[Rows from a pointing dataset]
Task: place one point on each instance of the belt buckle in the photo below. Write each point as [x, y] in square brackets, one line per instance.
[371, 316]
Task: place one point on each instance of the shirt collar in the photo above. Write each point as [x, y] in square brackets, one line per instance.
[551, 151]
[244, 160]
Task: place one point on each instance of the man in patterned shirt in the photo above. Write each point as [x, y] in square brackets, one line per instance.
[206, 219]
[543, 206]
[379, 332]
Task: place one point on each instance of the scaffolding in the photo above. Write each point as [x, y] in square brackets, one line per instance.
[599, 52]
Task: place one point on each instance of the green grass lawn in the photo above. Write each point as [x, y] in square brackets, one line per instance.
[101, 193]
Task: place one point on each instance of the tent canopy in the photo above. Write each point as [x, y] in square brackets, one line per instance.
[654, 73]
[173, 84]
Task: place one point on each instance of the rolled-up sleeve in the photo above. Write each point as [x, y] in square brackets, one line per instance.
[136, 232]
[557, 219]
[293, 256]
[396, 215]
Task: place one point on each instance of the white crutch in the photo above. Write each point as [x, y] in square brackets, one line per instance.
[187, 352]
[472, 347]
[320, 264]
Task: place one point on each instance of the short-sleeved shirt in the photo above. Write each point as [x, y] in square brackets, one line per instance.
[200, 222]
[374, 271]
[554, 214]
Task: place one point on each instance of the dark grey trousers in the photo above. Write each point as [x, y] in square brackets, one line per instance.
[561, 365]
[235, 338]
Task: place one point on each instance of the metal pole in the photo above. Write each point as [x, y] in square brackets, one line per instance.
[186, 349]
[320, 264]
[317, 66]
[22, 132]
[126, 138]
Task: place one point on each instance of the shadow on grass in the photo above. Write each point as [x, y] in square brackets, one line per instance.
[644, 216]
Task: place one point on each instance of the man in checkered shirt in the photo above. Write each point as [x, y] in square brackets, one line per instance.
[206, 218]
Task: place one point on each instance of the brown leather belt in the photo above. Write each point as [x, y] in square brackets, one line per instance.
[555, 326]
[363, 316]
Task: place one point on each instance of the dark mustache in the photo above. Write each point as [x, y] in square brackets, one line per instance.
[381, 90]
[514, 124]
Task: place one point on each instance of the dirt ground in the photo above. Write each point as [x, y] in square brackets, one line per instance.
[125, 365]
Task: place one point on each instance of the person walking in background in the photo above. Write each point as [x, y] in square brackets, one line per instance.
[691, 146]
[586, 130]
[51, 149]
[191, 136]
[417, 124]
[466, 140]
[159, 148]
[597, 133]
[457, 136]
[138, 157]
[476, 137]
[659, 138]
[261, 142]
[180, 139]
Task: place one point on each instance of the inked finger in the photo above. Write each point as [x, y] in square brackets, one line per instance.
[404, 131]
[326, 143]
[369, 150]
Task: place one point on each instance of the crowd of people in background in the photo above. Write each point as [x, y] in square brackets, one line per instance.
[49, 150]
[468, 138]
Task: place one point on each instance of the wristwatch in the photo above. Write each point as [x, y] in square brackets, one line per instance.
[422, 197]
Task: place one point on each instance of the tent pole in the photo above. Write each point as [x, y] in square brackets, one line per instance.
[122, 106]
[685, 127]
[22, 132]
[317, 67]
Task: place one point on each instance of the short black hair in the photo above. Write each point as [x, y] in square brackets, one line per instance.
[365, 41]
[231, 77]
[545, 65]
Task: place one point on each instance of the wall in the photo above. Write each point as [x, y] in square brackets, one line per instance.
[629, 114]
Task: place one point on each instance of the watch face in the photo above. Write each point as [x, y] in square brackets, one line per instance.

**Problem requirements**. Copy out the material verbatim, from the line with "Task: place one point on each instance of the dirt" through the last line of the material, both included.

**Completed task**.
Task: place one point on each instance of the dirt ground in the photo above. Write each point as [x, y] in square brackets, one line per instance.
[125, 365]
Task: place one point on each instance of the person walking in background in the photo above. Write each point as [x, y] in square brackets, one line per instance.
[691, 146]
[586, 130]
[51, 149]
[191, 136]
[417, 124]
[466, 140]
[159, 148]
[597, 133]
[457, 136]
[138, 157]
[476, 137]
[659, 138]
[261, 142]
[180, 139]
Task: place one point on each instance of the inked finger in the photo above. Write each point as [x, y] in square brackets, one line per instance.
[404, 131]
[326, 143]
[369, 150]
Task: place one point on each instance of the crowd of people in background in the photo above. Write each point as [x, y] in square brackets, one line per instance.
[49, 150]
[468, 138]
Task: place one point on each instance of the wristwatch in the photo above. Write each point as [x, y] in square brackets, one line per instance.
[422, 197]
Task: place one point on each instance of the tent pole in the photo above. Write each point as [x, y] in square brackets, one line per instance.
[122, 106]
[685, 127]
[22, 132]
[317, 67]
Task: place one point on each instance of the short black hair in the photo above. Write each point as [x, y] in square brackets, one line per instance.
[365, 41]
[231, 77]
[545, 65]
Task: place one point on each instance of the wall in the photo above. Write each point as [x, y] in square brackets, one line per instance.
[629, 114]
Task: place one point on each instance of the watch face in the photo above. Write each point as [x, y] in square brackets, one line per instance.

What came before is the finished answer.